# Written problem:
Copy out the listing below, replacing every "Put a dot on" with "Place a point on" and changing nothing else.

# Provided data:
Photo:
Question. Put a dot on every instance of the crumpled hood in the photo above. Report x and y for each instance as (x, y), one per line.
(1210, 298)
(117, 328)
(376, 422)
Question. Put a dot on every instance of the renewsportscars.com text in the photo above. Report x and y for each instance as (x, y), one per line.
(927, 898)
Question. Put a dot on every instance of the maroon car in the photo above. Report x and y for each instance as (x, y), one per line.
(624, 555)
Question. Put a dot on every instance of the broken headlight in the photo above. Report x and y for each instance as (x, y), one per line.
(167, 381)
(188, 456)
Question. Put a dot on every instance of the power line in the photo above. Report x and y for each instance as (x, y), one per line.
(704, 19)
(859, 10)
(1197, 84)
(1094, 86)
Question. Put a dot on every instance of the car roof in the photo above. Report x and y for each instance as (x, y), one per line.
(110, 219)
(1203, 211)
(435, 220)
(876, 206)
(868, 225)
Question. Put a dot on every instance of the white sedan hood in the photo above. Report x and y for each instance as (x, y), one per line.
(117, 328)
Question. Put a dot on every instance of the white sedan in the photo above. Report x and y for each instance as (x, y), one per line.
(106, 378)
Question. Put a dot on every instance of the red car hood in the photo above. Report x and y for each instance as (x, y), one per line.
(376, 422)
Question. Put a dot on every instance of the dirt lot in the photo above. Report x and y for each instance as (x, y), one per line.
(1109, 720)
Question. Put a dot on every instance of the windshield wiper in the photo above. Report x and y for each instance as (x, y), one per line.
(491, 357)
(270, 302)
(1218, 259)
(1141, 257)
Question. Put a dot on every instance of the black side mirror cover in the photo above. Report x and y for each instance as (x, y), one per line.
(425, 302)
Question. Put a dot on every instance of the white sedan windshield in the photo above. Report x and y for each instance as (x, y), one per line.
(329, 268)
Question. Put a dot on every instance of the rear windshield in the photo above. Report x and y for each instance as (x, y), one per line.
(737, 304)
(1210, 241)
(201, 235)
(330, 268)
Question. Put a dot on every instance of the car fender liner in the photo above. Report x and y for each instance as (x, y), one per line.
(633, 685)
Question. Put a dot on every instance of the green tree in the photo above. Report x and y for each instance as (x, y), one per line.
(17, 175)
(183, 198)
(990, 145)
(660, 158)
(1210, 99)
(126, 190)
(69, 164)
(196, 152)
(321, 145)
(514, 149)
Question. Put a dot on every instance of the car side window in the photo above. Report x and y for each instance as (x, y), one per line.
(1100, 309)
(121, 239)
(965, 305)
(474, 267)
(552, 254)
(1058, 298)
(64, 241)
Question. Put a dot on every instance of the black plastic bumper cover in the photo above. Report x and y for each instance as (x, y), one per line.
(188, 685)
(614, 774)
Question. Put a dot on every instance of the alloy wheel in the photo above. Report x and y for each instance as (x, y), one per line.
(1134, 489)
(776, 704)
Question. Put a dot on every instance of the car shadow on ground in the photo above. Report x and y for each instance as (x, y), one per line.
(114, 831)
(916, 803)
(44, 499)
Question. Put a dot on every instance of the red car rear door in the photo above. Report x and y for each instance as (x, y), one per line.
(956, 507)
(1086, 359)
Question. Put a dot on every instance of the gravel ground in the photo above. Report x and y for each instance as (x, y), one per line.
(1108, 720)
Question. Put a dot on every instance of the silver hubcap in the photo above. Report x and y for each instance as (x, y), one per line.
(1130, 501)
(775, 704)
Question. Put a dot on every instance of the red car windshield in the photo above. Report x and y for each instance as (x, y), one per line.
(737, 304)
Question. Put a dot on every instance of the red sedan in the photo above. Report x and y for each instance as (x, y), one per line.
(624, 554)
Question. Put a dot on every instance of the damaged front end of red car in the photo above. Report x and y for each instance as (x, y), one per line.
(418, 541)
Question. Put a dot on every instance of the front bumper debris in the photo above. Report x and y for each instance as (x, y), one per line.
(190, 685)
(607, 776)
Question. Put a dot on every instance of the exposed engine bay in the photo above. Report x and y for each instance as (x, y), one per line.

# Response for this exercise:
Photo:
Question. Place a point on every instance of the crumpled hood in the photo above. Report x and y for each instance as (x, y), one per line.
(1210, 298)
(117, 328)
(376, 422)
Question. Place a point on every instance of the renewsportscars.com text in the photo above. Report x and y for each instance as (x, y), one per line.
(927, 898)
Question. Place a point on every instance of the maroon car in the photo above. Report x and y for each instance as (x, y), one per line.
(624, 555)
Question. Place a point on every instance of the broken headlight in the photo above. Report x and y for each instance as (x, y), one per line.
(167, 381)
(188, 456)
Question. Place a point on every instance of the power line in the photo above. Report x and y for each instance as (x, y), one per line.
(704, 19)
(859, 10)
(1197, 84)
(1094, 86)
Question. Place a point on every instance of the car roof in the photo above. Report x and y for each instance as (x, y), one per line.
(110, 219)
(1203, 211)
(435, 220)
(876, 206)
(868, 225)
Question. Place a point on every instance of the white sedan hood in the photo above. Report x and y for each instance as (x, y), one per line.
(117, 328)
Question. Place a point on every instance of the white sedan in the photo above. Report x and y for each instance as (x, y), one per line.
(106, 378)
Question. Place a point on every instance of the red car hood in the photo above. Report x and y for each instance as (x, y), one per line.
(376, 422)
Question. Place a point on every instance of the dirt lot in the photo above. Report x and y for each instance as (x, y), one per line.
(1109, 720)
Question. Place a point on every instance of the windshield wiper in the photo above. Report x and y for each instance as (x, y), one per line.
(491, 357)
(270, 302)
(1218, 259)
(1141, 257)
Question. Place a point on every instance of the black side mirror cover in the photo above. Report x and y for each instance as (x, y), one per line.
(425, 302)
Question. Place a point on every instance of the white sedan windshield in the photo above. Report x and y for each instance as (x, y), one per line.
(329, 268)
Question. Place a point on every instance of the rear windshield in the photo above. Report x and y for each instance as (x, y), one per line.
(737, 304)
(1210, 241)
(201, 235)
(330, 268)
Question. Place a point on every instance of the car fender liner in the photo above. Report x and y for each instance as (x, y), one per line.
(633, 685)
Question. Place a point on every instance of the green tree in the photo above. Report x and y for each instance as (x, y), one per line.
(17, 175)
(183, 198)
(990, 145)
(660, 158)
(1210, 99)
(126, 190)
(69, 164)
(196, 152)
(321, 145)
(514, 149)
Question. Place a point on every instance of the car side window in the photo above. Report x and y for each instance as (x, y), one per line.
(1100, 309)
(121, 239)
(965, 305)
(474, 267)
(552, 254)
(1058, 298)
(64, 241)
Question. Place a point on every instance of the black plastic bumper cover in the photo above. Report x and y for each instance as (x, y), one per line.
(188, 685)
(614, 774)
Question. Place a point on every instance of the alloy wheel in the photo above. Report x and y for each instance as (x, y), one per line.
(1134, 489)
(776, 704)
Question. Place a point on every instance of the car shadow on ground in the photo above. Report x and y for each instance as (x, y), one per line.
(114, 831)
(916, 803)
(44, 499)
Question. Place a point on every instance of the red car rear door in the photo above. Report x and y for each instance as (x, y), one per line.
(956, 507)
(1086, 359)
Question. Place a point on every instance of the gravel ground in the photo above. Report x and y for each instance as (x, y), one per line.
(1108, 720)
Question. Place a point on every instance of the silver hubcap in the photo above. Report x and y for each instance as (x, y), one per line.
(1130, 501)
(775, 704)
Question. Place a point on every instance of the red car windshield in the photo above. Report x and y for each instance as (x, y), one per line.
(737, 304)
Question. Place a point on every instance of the red sedan in the photo above. Report x and y for each instance as (x, y), one per line.
(624, 554)
Question. Place a point on every instance of the damaged front end of red car in the photo above. Report x and y for each instance as (x, y), one per line.
(418, 541)
Question. Place a point on every instance of the front bumper debris in the photo above. Report x and y for each instance as (x, y), one per line.
(190, 685)
(607, 776)
Question. Place a point on every instance of the exposed engine bay in the photo above. Report x and y for each instance as (x, y), one per line.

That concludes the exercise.